**EXTRAIT**
= = = = = = =

Nous examinons la mission « Outre-mer » qui regroupe les crédits dont dispose le ministère dans la conduite de ses actions pour l'ensemble des territoires ultramarins. Elle ne représente qu'une part – moins de 12 % – de l'effort global de la nation en faveur des outre-mer, qui s'élève à 22,05 milliards dans le projet de loi de finances pour 2020, soit une légère progression, de 2 %, par rapport à 2019.
Il me semble important d'aborder l'examen de cette mission en se fondant sur certains éléments de contexte.
Comme Mme la ministre l'a détaillé, la mission doit s'organiser et se comprendre dans le cadre des stratégies de long terme qui découlent de choix politiques – Livre bleu, contrats de convergence et de transformation, changement de dimension du service militaire adapté dans le cadre du plan « SMA 2025 », Trajectoire outre-mer 5.0 ou plan Logement outre-mer. Ces éléments stratégiques sont autant d'engagements que le Gouvernement devra honorer pour construire la confiance dans les territoires et avec les populations.
Par ailleurs, ce budget s'inscrit dans le prolongement de la réforme importante réalisée au cours de l'exercice précédent dans les matières fiscale et sociale – redéfinition du périmètre des exonérations spécifiques à l'outre-mer dès 2019 en conséquence de la disparition du crédit d'impôt pour la compétitivité et l'emploi (CICE), abaissement du plafond de la réduction d'impôt sur le revenu pour les foyers des outre-mer, suppression du mécanisme de la taxe sur la valeur ajoutée non perçue récupérable (TVA NPR). Le Gouvernement a fait le choix de privilégier les exonérations de cotisations sociales et le soutien à l'économie par des instruments communs à l'ensemble des territoires. En raison de ce choix, il est devenu difficile de retracer la répartition des sommes allouées aux différentes collectivités : les crédits non répartis, qui représentaient 176 millions d'euros d'autorisations d'engagement et moins de 1 % de l'effort budgétaire global dans la loi de finances pour 2018, atteindront en 2020 une somme de 2,5 milliards d'euros représentant 12 % de l'enveloppe totale.

= = = = = = =

[Entrées enregistrées]
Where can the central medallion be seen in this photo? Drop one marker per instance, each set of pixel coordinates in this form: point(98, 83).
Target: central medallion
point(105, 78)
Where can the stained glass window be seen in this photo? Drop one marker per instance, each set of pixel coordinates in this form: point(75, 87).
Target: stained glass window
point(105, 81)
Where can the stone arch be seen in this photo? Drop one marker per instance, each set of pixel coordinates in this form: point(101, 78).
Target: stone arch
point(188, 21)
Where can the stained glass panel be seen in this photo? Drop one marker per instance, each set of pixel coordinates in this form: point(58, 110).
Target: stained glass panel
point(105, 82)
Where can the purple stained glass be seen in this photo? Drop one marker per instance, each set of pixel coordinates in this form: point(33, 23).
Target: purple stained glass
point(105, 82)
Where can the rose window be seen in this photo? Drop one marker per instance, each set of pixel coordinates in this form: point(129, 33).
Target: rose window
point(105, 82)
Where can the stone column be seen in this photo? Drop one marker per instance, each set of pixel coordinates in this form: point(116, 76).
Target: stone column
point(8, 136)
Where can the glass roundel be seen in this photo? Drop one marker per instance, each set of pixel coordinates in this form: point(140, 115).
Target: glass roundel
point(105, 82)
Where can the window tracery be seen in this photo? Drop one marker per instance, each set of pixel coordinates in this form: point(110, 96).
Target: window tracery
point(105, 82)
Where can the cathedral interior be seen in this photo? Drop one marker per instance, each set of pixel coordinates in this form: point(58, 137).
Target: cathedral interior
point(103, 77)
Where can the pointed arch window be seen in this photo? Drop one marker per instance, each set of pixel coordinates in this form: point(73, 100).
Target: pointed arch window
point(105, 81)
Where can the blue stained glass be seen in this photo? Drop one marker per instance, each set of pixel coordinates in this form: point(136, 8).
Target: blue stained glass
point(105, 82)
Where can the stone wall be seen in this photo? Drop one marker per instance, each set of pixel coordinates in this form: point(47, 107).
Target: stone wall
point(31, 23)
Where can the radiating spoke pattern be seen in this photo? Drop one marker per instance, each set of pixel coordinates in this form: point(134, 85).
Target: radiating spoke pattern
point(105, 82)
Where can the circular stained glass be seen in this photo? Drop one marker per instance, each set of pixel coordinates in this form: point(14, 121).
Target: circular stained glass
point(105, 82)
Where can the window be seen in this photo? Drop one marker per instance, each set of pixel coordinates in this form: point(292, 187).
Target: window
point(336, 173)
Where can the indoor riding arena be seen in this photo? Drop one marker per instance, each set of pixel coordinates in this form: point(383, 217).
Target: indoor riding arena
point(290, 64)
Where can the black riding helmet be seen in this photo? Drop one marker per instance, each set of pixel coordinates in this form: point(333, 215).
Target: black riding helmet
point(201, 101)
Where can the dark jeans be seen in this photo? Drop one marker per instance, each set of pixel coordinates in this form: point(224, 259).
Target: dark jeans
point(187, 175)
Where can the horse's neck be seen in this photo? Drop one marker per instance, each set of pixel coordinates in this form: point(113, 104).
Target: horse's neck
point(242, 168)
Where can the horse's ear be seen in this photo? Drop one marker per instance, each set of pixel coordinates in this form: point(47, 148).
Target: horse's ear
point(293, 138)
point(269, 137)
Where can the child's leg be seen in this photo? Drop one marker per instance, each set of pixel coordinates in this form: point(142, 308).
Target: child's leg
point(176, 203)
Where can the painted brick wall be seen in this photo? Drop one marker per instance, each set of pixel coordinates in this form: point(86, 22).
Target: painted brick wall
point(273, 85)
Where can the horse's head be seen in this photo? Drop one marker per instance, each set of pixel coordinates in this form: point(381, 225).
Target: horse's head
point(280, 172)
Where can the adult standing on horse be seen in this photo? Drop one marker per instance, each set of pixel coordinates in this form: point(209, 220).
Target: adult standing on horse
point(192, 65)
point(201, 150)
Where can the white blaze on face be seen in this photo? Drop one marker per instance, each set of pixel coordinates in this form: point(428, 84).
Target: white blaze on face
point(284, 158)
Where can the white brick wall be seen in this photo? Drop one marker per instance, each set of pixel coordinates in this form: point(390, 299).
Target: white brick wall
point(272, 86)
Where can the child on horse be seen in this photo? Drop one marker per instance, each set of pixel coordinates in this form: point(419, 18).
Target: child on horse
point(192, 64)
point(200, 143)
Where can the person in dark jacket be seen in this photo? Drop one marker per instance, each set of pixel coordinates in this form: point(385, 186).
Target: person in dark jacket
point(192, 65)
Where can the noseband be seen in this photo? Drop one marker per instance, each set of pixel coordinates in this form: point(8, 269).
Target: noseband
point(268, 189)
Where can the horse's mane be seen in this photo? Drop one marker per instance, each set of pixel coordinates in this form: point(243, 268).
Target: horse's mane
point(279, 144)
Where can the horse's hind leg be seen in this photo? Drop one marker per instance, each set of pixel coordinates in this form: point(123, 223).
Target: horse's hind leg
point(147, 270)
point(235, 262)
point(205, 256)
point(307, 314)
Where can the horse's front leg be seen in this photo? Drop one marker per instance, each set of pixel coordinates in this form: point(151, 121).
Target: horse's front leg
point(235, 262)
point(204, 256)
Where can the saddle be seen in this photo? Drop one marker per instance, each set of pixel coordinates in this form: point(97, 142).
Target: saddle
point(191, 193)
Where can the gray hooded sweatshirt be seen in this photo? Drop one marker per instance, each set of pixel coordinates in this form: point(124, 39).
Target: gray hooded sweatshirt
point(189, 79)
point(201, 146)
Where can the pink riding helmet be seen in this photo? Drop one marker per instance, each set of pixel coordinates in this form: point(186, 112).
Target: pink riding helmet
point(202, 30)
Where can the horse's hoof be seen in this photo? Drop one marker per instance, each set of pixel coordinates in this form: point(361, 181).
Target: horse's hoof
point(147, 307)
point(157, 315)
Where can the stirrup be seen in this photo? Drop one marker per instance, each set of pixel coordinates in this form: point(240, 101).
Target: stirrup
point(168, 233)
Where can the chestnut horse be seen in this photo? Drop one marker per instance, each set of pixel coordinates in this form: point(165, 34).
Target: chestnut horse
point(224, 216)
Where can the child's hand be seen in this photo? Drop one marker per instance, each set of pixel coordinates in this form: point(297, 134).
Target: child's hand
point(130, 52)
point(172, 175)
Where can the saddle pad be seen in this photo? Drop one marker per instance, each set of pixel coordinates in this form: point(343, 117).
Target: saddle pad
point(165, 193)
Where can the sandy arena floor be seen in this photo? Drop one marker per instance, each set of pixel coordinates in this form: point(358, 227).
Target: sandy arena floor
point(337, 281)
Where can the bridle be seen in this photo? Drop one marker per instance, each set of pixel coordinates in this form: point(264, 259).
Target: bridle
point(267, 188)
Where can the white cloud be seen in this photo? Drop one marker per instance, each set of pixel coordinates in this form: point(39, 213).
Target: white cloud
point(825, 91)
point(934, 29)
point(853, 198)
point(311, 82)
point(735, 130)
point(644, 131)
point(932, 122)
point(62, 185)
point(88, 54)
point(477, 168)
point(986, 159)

= = = = = = =

**EXERCICE COURT 1**
Répondez aux questions suivantes sur l'extrait consacré à la mission « Outre-mer ».
(a) À combien s'élève l'effort global de la nation en faveur des outre-mer dans le projet de loi de finances pour 2020 ?
(b) Quel mécanisme fiscal a été supprimé lors de la réforme de l'exercice précédent ?
(c) Quel montant les crédits non répartis atteindront-ils en 2020 ?
**EXERCICE COURT 2**
Recopiez l'extrait consacré à la mission « Outre-mer » en commençant par « Nous examinons la » et en allant jusqu'à « rapport à 2019. ».
**EXERCICE COURT 3**
Poursuivez l'extrait consacré à la mission « Outre-mer » à partir de l'endroit où il s'arrête.

**RÉPONSE 1**
(a) 22,05 milliards.
(b) Le mécanisme de la taxe sur la valeur ajoutée non perçue récupérable (TVA NPR).
(c) 2,5 milliards d'euros, soit 12 % de l'enveloppe totale.

**RÉPONSE 2**
Nous examinons la mission « Outre-mer » qui regroupe les crédits dont dispose le ministère dans la conduite de ses actions pour l'ensemble des territoires ultramarins. Elle ne représente qu'une part – moins de 12 % – de l'effort global de la nation en faveur des outre-mer, qui s'élève à 22,05 milliards dans le projet de loi de finances pour 2020, soit une légère progression, de 2 %, par rapport à 2019.

**RÉPONSE 3**
Enfin, nous examinons ce budget dans le cadre de l'engagement pris par le Gouvernement, lors des débats budgétaires de l'année 2019, de sanctuarisation des crédits de la mission « Outre-mer ».
J'en viens à présent à l'analyse des crédits de la mission, dans son ensemble, d'abord, puis de ceux de chacun des deux programmes qui la composent.
La mission « Outre-mer » connaît une baisse faciale de ses crédits. En autorisations d'engagement, le budget s'élève à 2,555 milliards d'euros, soit une diminution de 4 %. Le recul des crédits de paiement est plus important puisque le budget de 2,409 milliards d'euros baisse de 6,54 %, soit 166 millions de moins.
Il résulte toutefois de l'analyse globale de cette mission, corrigée des effets de périmètre, que la baisse des crédits n'en est pas vraiment une. Elle représente en réalité 20 millions d'euros, soit 0,8 %. À l'inverse, la loi de finances pour 2019 affichait une hausse substantielle qui n'était qu'apparente. En deux ans, la mission a connu des modifications importantes de périmètre qui rendent sa lecture complexe et incertaine.
Le programme 138 « Emploi outre-mer » voit son enveloppe reculer légèrement au regard de l'exercice 2019, avec une baisse de l'ordre de 1,9 %. Cette baisse ne porte cependant que sur une seule action, l'action 01 « Soutien aux entreprises » qui représente 60 % de la mission. Les prévisions de l'Agence centrale des organismes de sécurité sociale (ACOSS), effectuées au début de l'été, indiquent une variation à la baisse du montant total des exonérations de cotisations de l'ordre de 34 millions d'euros au regard de l'exercice précédent. Cette inscription impérative prive les décideurs publics de toute visibilité sur le pilotage du budget de la mission « Outre-mer » puisque le moindre ajustement en cours d'année devrait être comblé par la recherche des crédits nécessaires dans d'autres actions.
Je propose qu'à l'avenir, les éventuelles variations, qui sont presque certaines chaque année, soient prises en compte au sein du budget de l'État afin de gommer les effets d'échelle, non sur la seule mission « Outre-mer ».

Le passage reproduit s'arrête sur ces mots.